▶ **Objective**:
Quote all entries in full, exactly.

▶ **Provided entries**:
= = = = = = =

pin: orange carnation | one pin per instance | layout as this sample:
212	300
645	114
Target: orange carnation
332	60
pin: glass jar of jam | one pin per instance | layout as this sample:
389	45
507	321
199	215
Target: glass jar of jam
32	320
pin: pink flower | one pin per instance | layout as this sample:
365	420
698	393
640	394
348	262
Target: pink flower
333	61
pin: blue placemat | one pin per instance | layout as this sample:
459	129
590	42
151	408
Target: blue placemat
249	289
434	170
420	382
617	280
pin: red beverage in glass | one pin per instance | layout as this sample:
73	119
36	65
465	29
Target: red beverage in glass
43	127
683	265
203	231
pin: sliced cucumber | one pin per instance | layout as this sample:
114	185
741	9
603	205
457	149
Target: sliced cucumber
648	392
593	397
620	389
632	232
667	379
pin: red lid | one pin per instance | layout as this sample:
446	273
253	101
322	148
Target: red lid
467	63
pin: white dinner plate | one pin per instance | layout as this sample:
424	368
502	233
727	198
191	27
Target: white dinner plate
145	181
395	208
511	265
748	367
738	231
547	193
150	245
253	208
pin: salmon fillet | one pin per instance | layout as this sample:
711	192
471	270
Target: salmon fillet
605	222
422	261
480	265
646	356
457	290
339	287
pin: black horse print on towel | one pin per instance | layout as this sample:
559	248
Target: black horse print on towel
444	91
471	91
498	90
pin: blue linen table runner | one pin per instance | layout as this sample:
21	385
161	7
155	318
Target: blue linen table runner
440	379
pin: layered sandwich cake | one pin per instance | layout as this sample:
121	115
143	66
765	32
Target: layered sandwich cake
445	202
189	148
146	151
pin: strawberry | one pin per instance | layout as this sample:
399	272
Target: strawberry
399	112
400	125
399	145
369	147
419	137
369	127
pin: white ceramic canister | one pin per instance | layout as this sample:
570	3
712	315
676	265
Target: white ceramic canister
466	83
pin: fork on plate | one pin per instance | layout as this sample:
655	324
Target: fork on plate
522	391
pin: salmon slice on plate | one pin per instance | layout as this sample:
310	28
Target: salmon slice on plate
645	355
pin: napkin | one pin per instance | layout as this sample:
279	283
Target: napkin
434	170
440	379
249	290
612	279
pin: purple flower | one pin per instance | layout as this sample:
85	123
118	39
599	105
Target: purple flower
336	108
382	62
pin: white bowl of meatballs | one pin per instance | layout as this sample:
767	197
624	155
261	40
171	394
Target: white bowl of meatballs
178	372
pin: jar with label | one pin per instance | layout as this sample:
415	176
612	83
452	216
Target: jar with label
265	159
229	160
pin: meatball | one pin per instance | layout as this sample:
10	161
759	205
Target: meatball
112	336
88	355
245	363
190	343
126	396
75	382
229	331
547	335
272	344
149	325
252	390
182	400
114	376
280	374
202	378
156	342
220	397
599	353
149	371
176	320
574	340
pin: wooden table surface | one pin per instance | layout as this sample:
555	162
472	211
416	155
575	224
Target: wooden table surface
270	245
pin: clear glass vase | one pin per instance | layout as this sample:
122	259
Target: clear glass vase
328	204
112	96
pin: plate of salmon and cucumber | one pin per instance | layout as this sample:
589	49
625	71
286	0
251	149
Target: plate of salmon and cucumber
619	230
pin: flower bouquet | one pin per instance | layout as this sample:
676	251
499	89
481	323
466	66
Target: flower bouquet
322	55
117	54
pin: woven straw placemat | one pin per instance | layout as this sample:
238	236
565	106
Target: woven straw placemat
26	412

= = = = = = =

▶ **Full output**:
pin: orange carnation | one pin per instance | layout as this sample:
212	300
645	114
Target: orange carnation
332	60
pin: glass jar of jam | one pin per instance | layout as this sample:
389	45
507	321
199	215
Target: glass jar of jam
32	320
pin: pink flower | one pin per instance | layout as this sample:
365	420
698	393
640	394
348	262
Target: pink flower
333	61
pin: blue placemat | one pin per instance | layout as this sample:
459	129
590	42
151	408
Target: blue placemat
249	289
434	170
420	382
617	280
pin: red beverage in glass | one pin per instance | layout as this sample:
73	119
36	65
465	29
Target: red beverage in glass
43	127
683	265
203	231
pin: sliced cucumber | one pin per instance | layout as this sample:
114	185
741	9
603	205
457	149
Target: sliced cucumber
648	392
593	397
620	389
632	232
667	379
pin: red lid | one pin per instance | layout as this sample:
446	273
253	101
322	148
Target: red lid
467	63
pin: white dinner plate | one pin per instance | layout as this sample:
424	368
502	233
727	198
191	27
Target: white dinner plate
145	181
395	208
511	265
748	367
738	231
547	193
150	245
253	208
pin: salmon fillet | one pin per instance | layout as this sample:
711	192
471	270
Target: salmon fillet
605	222
422	261
480	265
646	356
457	290
339	287
pin: black horse print on towel | one pin per instance | layout as this sample:
559	248
Target: black horse print on towel
444	91
471	91
498	90
pin: blue linen table runner | one pin per instance | layout as this sample:
21	385
161	7
155	318
Target: blue linen table runner
440	379
pin: layered sandwich cake | one pin per instance | layout as this sample:
121	115
143	66
765	32
Target: layered sandwich cake
445	202
189	148
146	151
pin: strawberry | one pin per instance | layout as this sample:
399	272
Target: strawberry
399	112
400	125
399	145
369	147
419	137
369	127
pin: white ceramic canister | one pin per instance | layout as this sample:
570	3
712	315
676	265
Target: white ceramic canister
466	83
pin: fork on plate | one pin per instance | layout as this sample:
655	324
Target: fork on plate
522	391
pin: salmon slice on plate | one pin per instance | layout as this sample:
310	28
Target: salmon slice on plate
645	355
pin: napkin | one pin per instance | layout as this sample:
279	283
Target: napkin
434	170
440	379
249	290
612	279
pin: purple flower | one pin per instance | layout as this sample:
85	123
118	39
599	105
Target: purple flower
336	108
382	62
pin: white bowl of meatballs | one pin per instance | layout as this sample:
767	197
624	155
261	40
171	394
Target: white bowl of meatballs
178	372
pin: jar with label | one pin per instance | layout as this sample:
415	176
612	83
452	216
Target: jar with label
265	159
229	160
pin: meatball | one pin per instance | layout as this sample:
10	161
759	205
Target: meatball
112	336
88	355
245	363
190	343
126	396
75	382
229	331
547	335
272	344
149	325
252	390
182	400
114	376
280	374
202	378
156	342
220	397
599	353
149	371
176	320
574	340
pin: wooden table surface | one pin per instance | layout as this sample:
555	162
472	211
416	155
575	224
Target: wooden table surface
270	245
pin: clear glass vase | one pin per instance | layout as this sample:
122	259
Target: clear glass vase
328	204
112	96
pin: plate of salmon and cucumber | one pin per instance | layout as this sample:
589	49
625	71
286	0
251	149
Target: plate of salmon and cucumber
619	230
pin: flower bouquet | one pin per instance | layout as this sample:
676	251
499	89
481	323
466	66
Target: flower bouquet
322	55
117	54
pin: woven straw placemat | one pin per instance | layout as this sample:
238	236
565	106
Target: woven straw placemat
26	412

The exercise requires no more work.